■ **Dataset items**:
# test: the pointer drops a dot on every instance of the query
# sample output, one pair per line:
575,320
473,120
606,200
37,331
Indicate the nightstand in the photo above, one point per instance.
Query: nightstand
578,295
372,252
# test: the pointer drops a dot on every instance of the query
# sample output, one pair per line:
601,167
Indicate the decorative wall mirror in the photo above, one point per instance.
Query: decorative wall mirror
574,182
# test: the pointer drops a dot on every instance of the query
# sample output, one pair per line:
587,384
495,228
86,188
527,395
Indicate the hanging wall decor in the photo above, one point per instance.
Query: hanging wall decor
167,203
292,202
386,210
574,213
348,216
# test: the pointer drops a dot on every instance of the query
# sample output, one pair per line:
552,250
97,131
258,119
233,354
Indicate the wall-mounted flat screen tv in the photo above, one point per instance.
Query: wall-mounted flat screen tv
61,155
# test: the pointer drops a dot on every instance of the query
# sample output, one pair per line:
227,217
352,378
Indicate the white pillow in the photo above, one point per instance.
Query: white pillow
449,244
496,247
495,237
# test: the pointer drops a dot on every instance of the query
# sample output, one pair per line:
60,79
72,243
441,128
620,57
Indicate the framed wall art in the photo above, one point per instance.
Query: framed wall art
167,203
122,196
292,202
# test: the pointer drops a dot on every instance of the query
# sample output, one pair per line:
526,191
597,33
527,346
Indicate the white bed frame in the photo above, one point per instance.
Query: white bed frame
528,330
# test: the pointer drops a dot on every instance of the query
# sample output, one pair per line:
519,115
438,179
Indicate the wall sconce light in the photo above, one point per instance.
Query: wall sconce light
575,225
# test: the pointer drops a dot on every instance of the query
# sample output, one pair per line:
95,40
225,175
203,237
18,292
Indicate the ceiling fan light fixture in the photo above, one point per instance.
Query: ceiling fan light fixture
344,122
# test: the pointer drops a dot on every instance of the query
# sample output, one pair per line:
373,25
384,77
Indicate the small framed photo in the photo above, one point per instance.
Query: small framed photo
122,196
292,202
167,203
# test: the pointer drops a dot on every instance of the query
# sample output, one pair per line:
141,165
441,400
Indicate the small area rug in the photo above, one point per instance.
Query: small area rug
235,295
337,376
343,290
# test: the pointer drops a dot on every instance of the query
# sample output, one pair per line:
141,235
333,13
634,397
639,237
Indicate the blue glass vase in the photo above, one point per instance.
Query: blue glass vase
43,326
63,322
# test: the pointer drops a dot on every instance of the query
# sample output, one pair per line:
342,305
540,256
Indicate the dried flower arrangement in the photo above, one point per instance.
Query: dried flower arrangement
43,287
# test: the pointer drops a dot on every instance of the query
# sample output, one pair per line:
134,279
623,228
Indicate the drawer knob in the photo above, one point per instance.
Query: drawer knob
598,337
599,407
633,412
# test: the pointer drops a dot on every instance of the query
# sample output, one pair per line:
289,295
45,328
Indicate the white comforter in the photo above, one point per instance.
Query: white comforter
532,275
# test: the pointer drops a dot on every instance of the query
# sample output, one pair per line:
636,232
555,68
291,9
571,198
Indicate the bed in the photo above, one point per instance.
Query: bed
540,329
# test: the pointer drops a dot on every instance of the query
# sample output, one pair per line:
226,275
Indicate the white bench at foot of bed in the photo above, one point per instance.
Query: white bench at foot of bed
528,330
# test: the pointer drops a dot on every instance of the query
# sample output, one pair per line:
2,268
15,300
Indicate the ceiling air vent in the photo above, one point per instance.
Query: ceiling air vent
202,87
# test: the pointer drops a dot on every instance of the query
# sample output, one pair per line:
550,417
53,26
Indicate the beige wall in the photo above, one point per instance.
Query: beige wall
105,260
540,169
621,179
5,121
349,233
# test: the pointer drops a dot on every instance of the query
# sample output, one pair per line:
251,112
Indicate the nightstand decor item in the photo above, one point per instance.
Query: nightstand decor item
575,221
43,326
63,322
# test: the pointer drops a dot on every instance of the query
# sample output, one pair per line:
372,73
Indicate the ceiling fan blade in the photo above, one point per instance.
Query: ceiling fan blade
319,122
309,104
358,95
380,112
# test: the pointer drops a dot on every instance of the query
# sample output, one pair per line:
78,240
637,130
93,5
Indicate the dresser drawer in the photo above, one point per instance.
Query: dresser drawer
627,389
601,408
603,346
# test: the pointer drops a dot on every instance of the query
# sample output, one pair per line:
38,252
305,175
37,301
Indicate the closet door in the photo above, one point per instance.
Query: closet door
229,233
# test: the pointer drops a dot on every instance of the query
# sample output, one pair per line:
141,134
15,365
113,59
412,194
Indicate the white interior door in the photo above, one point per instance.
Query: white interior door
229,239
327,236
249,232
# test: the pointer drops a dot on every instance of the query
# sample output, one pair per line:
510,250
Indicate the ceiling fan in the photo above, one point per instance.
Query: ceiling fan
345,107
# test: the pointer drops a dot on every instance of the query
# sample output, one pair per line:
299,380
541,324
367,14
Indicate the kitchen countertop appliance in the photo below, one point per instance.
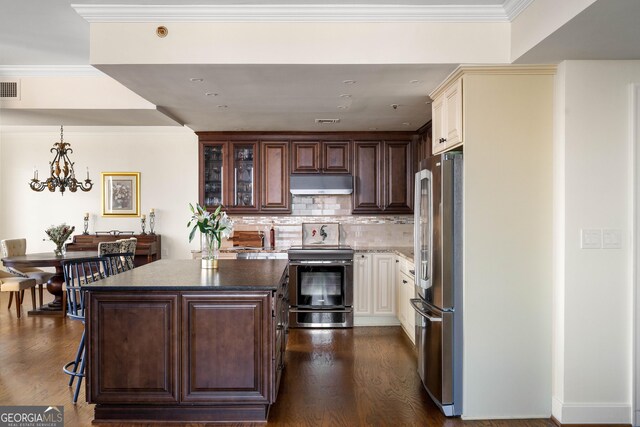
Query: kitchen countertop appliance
321,286
438,278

■ **Task to carry out**:
Leaving the pictures behind, return every line above exactly.

■ **Task answer**:
# test: the pointer drops a dot on every instance of the query
# sample output, one pair per line:
575,320
473,120
606,200
37,331
Indicate the nightstand in the photo above, one point per instance.
Query: nightstand
578,295
372,252
# test: the pointer drops a dot on every instance of the query
# sample output, one pair per line:
601,167
Indicate the decorative wall mirror in the photo above, one point per instance.
Query: decorative wall mirror
574,182
# test: the pointer drops a dot on every instance of the query
# sample output, one pair per line:
587,384
495,228
86,188
527,395
Indicate the hanging wall decor in the photo above, one point per instance.
Query: hanging wall decor
167,203
292,202
386,210
574,213
348,216
# test: the pointer drops a dot on every instance of the query
# sample output, one pair per line:
552,250
97,131
258,119
233,354
Indicate the wall-mounted flat screen tv in the photo above, one point per instance.
Query: wall-mounted flat screen tv
61,155
# test: the pointer drops a dot on every instance of the query
# sample output, one pair per line:
227,217
352,378
Indicate the white pillow in the photo above, one point per instance.
Query: white pillow
449,244
496,247
495,237
# test: the pointer drops a dot on every instance of the query
# sample output, one pair per line:
60,79
72,243
441,128
620,57
Indicate the framed wall art in the photo above, one point per instance.
Query: framed wall art
167,203
122,196
292,202
# test: the pointer drops a dot on every instance of the query
# sample output, one pair per line:
526,191
597,33
527,346
Indicate the white bed frame in the photo above, one point per instance.
Query: white bed frame
528,330
# test: the pointer drops a dot on every instance of the query
# sample output, one pair per line:
519,115
438,179
Indicate the wall sconce light in the photo above, one point per instance.
Query: wall sconce light
575,225
# test: the pointer drops a dot on every instance of the query
# sample output, one pair per line:
95,40
225,175
203,237
18,292
Indicate the ceiling fan light fixture in the photo above, one point per instance.
Query: ceiling fan light fixture
344,122
# test: the pointer drops a dot on every instance of the query
# sample output, one pair per line:
373,25
384,77
Indicate the small framed photo in the photo above, one point per instance.
Query: small framed photo
122,196
292,202
167,203
# test: the pointer drops a dot on every instance of the query
# sample output, one pair per line:
141,165
441,400
Indicate the small area rug in the photo above, one point per instance.
Query: small area rug
235,295
337,376
343,290
# test: the pointer drops a dot on every instance of the query
# sample output, one pair per line:
141,235
333,13
634,397
639,237
Indicate the blue glass vase in the photo above, one point per instance.
Query: blue glass vase
43,326
63,322
# test: the pointer drops a dot on every instance of the query
# sample output, one pair per line:
342,305
540,256
Indicate the dried flower arrangement in the photo above, one point per instance.
Query: dried flower arrangement
43,287
# test: the pointer drops a dot on every instance of the query
# sample output, one pair per line:
134,279
623,228
Indicate the drawer knob in the photo above, one point per instance.
Query: drawer knob
598,337
599,407
633,412
# test: the pointer drops a dot on every instance of the query
# sample output, one pair per line:
289,295
45,328
Indicate the white comforter in the photo above, one point per instance.
Query: white comforter
532,275
# test: the pointer drops a dot on every instance of the query
# sample output, one pair per line:
636,232
555,68
291,9
571,198
Indicate the bed in the photo above, one point per instance.
Query: bed
540,329
# test: the pointer drops a dot on every instance of the query
# sample output, one pair per line:
226,275
Indicate the white bench at foot of bed in the photo above, one point per instance.
Query: white bench at foot of bed
528,330
# test: the pointer drops a dot on every instance of the query
# sample output, one pair per line:
2,268
15,300
Indicate the ceiling air vent in the photo above, one point per instance.
Query: ceiling air vent
202,87
# test: the pointer drops a dot on every instance of the query
# sample output, one pair per line:
550,417
53,26
Indicate the beige wall in the photo above, one point per instance.
Query: beige wall
105,260
540,169
621,179
5,121
349,233
# test: the pointer drops a dot on every instance of the query
# sample output, one pair per line:
251,112
Indicate the nightstand decor item in the photo above, one point per instance.
Query: nightstand decor item
575,221
43,326
63,322
# test: the pointer drops a dot on every instance of the query
# sample output, one pair per line:
372,73
Indicate the ceiling fan blade in the photo above, one point per instance.
Query: ceiling fan blade
319,122
309,104
358,95
380,112
# test: the pointer drops a dot on every instance of the query
# sample output, one pair per line:
78,240
637,130
93,5
Indicate the dresser drawer in the photo above, one point per instance.
Query: dresser drawer
627,389
601,408
603,346
# test: the pointer drops a dot on every instance of the query
# sample output, one pair per line:
38,252
305,175
37,301
Indicate the closet door in the photo above, one point per instance.
Query: closet door
229,233
# test: the pointer drops a dot on every instance of the query
# sample output, one pair per line:
141,134
15,365
113,59
412,194
Indicate the white interior door in the photo above, one point per instance.
Query: white interior door
229,239
327,236
249,232
# test: the pointer drops a dot on every instance of the query
# sample output, one pair per line:
510,250
Indicate the ceiling fan in the photo above, one point per instance.
Query: ceiling fan
345,107
# test: the pointer drops a dot on every instance of the query
# sample output, one pair per line:
299,380
541,324
367,14
Indicate the kitchen countertop appliance in the photo below, one point per instance.
Query: kitchen countertop appliance
321,286
438,278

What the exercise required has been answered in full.